## What is being asked
In the material below, copy out the stretch from the line containing "of the three-lobed" through the line containing "x=117, y=199", both ends included, reproducing each line unchanged.

Source records:
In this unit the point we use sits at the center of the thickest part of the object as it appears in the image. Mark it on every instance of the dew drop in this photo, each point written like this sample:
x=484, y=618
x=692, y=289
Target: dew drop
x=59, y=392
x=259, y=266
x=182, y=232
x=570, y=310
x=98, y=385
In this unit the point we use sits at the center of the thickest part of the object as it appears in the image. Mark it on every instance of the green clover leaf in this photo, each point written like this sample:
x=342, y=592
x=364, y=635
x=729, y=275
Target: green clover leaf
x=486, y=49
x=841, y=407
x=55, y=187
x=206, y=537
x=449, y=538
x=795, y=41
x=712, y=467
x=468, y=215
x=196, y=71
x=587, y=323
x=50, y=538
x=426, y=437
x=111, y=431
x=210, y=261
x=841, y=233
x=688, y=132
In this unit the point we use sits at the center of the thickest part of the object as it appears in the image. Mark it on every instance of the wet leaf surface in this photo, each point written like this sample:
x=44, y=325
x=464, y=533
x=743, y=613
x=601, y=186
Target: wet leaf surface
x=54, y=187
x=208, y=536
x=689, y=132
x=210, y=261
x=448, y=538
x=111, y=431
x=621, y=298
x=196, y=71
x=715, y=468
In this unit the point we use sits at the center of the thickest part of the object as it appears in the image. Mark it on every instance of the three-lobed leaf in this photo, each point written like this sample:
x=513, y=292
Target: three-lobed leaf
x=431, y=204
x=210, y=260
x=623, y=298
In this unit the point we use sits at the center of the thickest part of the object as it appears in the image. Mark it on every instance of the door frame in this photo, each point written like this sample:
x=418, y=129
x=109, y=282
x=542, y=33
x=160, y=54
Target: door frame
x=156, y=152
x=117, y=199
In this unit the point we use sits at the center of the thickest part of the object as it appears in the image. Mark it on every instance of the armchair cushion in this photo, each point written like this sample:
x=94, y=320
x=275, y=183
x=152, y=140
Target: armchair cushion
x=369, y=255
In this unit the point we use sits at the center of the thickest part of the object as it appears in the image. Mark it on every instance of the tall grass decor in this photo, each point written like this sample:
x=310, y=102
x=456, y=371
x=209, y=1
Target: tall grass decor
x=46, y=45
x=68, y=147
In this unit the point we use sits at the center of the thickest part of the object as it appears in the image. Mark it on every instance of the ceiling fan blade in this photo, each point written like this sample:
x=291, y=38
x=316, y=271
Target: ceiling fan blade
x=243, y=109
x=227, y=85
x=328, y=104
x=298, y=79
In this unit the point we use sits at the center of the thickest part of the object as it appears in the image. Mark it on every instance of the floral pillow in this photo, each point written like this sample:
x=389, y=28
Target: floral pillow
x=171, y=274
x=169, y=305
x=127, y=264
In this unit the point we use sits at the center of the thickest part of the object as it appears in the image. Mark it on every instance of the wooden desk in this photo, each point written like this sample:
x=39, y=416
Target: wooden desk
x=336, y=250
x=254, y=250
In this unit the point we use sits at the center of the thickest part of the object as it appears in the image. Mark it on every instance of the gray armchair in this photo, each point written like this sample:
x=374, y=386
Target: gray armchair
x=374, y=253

## Solution for this task
In this unit the point we use sits at the center of the thickest part of the object as it appears in the image. Mark it on every instance of the three-lobed leaf in this photo, each point written like this sample:
x=513, y=292
Target: three-lobed leaf
x=431, y=204
x=210, y=260
x=623, y=298
In this unit the point we use sits at the center of the thickest part of the object as it appears in the image. Mark it on every instance of the door frame in this photo, each point written like this sample:
x=418, y=129
x=109, y=282
x=542, y=33
x=160, y=54
Target: door frame
x=156, y=152
x=117, y=199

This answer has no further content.